TASK DIRECTIONS: Below are records; transcribe each one exactly.

PROVIDED RECORDS:
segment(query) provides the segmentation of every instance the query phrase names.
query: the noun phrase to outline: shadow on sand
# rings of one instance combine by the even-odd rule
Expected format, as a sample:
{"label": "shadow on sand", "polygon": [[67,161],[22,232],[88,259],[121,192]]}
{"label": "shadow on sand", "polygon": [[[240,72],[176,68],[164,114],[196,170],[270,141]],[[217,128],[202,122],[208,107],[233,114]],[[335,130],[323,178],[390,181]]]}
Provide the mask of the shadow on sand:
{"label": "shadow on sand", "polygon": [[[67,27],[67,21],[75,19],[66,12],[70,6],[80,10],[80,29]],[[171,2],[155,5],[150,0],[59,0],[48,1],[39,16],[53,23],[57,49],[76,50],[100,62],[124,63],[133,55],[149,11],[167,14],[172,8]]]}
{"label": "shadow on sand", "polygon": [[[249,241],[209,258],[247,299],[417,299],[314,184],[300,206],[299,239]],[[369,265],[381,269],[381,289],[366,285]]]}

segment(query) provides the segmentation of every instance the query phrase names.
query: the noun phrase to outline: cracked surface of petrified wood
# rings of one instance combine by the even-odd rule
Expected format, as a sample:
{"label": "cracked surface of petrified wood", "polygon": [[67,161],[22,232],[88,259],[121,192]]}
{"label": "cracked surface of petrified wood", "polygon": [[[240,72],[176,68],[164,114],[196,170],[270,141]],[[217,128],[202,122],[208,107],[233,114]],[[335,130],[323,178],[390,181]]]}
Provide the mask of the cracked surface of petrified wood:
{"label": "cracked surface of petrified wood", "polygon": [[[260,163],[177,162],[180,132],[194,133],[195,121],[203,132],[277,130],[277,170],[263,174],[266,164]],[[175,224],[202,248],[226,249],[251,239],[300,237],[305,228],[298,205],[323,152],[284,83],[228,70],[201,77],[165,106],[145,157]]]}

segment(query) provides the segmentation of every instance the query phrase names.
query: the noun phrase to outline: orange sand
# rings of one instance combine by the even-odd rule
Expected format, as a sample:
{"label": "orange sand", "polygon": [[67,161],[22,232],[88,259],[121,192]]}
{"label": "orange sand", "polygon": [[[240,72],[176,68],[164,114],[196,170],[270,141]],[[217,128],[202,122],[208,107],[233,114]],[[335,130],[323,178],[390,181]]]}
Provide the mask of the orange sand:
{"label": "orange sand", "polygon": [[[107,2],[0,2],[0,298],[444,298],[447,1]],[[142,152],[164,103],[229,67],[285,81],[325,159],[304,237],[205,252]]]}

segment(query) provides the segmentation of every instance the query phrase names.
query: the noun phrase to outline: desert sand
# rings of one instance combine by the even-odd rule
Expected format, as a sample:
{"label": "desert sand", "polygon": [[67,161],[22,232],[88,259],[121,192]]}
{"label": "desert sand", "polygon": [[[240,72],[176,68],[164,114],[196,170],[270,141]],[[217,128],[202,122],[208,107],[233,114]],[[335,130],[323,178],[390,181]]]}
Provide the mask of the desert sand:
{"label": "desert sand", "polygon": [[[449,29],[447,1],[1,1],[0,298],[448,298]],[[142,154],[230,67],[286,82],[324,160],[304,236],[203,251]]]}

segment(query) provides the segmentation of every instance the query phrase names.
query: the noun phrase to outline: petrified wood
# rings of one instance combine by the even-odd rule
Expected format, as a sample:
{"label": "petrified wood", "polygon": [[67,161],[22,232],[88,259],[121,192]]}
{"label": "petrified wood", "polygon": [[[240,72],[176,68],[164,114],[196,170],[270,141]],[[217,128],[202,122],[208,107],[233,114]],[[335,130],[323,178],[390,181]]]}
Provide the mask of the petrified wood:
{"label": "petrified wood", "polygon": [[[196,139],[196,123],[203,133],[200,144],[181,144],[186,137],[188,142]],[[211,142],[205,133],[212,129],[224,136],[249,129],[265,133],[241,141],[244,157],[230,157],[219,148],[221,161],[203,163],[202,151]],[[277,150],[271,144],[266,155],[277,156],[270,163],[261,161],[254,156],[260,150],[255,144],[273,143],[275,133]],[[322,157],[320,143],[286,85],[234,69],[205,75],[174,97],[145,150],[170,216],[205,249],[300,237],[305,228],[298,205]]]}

ANSWER TO THIS EXERCISE:
segment(query) provides the segmentation of every instance the query phrase names.
query: the noun phrase to outline: shadow on sand
# rings of one instance combine by the even-odd rule
Expected format, as a sample:
{"label": "shadow on sand", "polygon": [[67,161],[22,232],[88,259],[121,192]]}
{"label": "shadow on sand", "polygon": [[[240,72],[176,68],[164,114],[196,170],[270,141]],[[217,128],[202,122],[208,107],[233,114]],[[335,130],[323,178],[390,181]]]}
Provide the mask of the shadow on sand:
{"label": "shadow on sand", "polygon": [[[67,27],[67,21],[75,19],[66,12],[70,6],[80,10],[80,29]],[[171,2],[155,5],[150,0],[59,0],[48,1],[39,16],[53,23],[57,49],[76,50],[100,62],[124,63],[133,55],[149,11],[167,14],[172,8]]]}
{"label": "shadow on sand", "polygon": [[[249,241],[209,258],[247,299],[417,299],[314,184],[300,206],[299,239]],[[369,265],[381,269],[381,289],[366,285]]]}

segment(query) provides the segmentation of every instance the query phrase names.
query: the noun phrase to outline: cracked surface of petrified wood
# rings of one instance combine by the even-odd rule
Expected format, as a sample:
{"label": "cracked surface of petrified wood", "polygon": [[67,161],[22,232],[88,259],[121,192]]}
{"label": "cracked surface of petrified wood", "polygon": [[[240,72],[176,68],[164,114],[196,170],[270,141]],[[217,128],[202,122],[208,107],[233,114]],[[335,130],[323,178],[390,181]]]}
Provide the mask of the cracked surface of petrified wood:
{"label": "cracked surface of petrified wood", "polygon": [[[260,163],[177,162],[180,132],[194,133],[195,121],[203,132],[277,130],[277,170],[263,174],[266,164]],[[175,224],[202,248],[226,249],[251,239],[300,237],[305,228],[298,205],[323,152],[284,83],[228,70],[201,77],[165,106],[145,157]]]}

segment(query) provides the segmentation of every instance the query phrase names.
query: the noun phrase to outline: orange sand
# rings of one instance combine by the even-odd rule
Expected format, as a sample:
{"label": "orange sand", "polygon": [[67,161],[22,232],[88,259],[121,192]]}
{"label": "orange sand", "polygon": [[[240,72],[176,68],[164,114],[196,170],[270,141]],[[217,128],[202,122],[208,107],[233,114]],[[335,130],[323,178],[390,181]]]}
Provide the mask of the orange sand:
{"label": "orange sand", "polygon": [[[107,2],[0,2],[0,298],[444,298],[447,1]],[[142,152],[164,103],[229,67],[285,81],[325,159],[304,237],[205,252]]]}

segment(query) provides the segmentation of every instance the query phrase names.
query: the noun phrase to outline: desert sand
# rings of one instance combine by the even-odd rule
Expected format, as a sample:
{"label": "desert sand", "polygon": [[67,161],[22,232],[88,259],[121,192]]}
{"label": "desert sand", "polygon": [[[240,72],[176,68],[164,114],[196,170],[270,141]],[[217,128],[202,122],[208,107],[233,114]],[[335,130],[323,178],[390,181]]]}
Provide the mask of the desert sand:
{"label": "desert sand", "polygon": [[[449,29],[447,1],[1,1],[0,298],[448,298]],[[142,154],[230,67],[286,82],[324,160],[304,236],[203,251]]]}

segment(query) provides the segmentation of every instance the query phrase names.
query: the noun phrase to outline: petrified wood
# rings of one instance combine by the even-odd rule
Expected format, as a sample:
{"label": "petrified wood", "polygon": [[67,161],[22,232],[88,259],[121,192]]}
{"label": "petrified wood", "polygon": [[[240,72],[176,68],[164,114],[196,170],[270,141]],[[217,128],[202,122],[208,107],[233,114]],[[335,130],[323,178],[390,181]]]}
Provide the mask of the petrified wood:
{"label": "petrified wood", "polygon": [[[196,139],[196,123],[203,133],[200,144],[181,144],[186,137],[188,142]],[[211,142],[205,133],[212,129],[224,136],[249,129],[265,133],[241,141],[244,157],[230,157],[219,148],[221,161],[203,163],[202,151]],[[277,150],[271,144],[266,155],[277,156],[270,163],[261,161],[254,156],[260,150],[255,144],[273,143],[275,133]],[[322,157],[320,143],[286,85],[234,69],[205,75],[174,97],[145,150],[170,216],[205,249],[300,237],[305,228],[298,205]]]}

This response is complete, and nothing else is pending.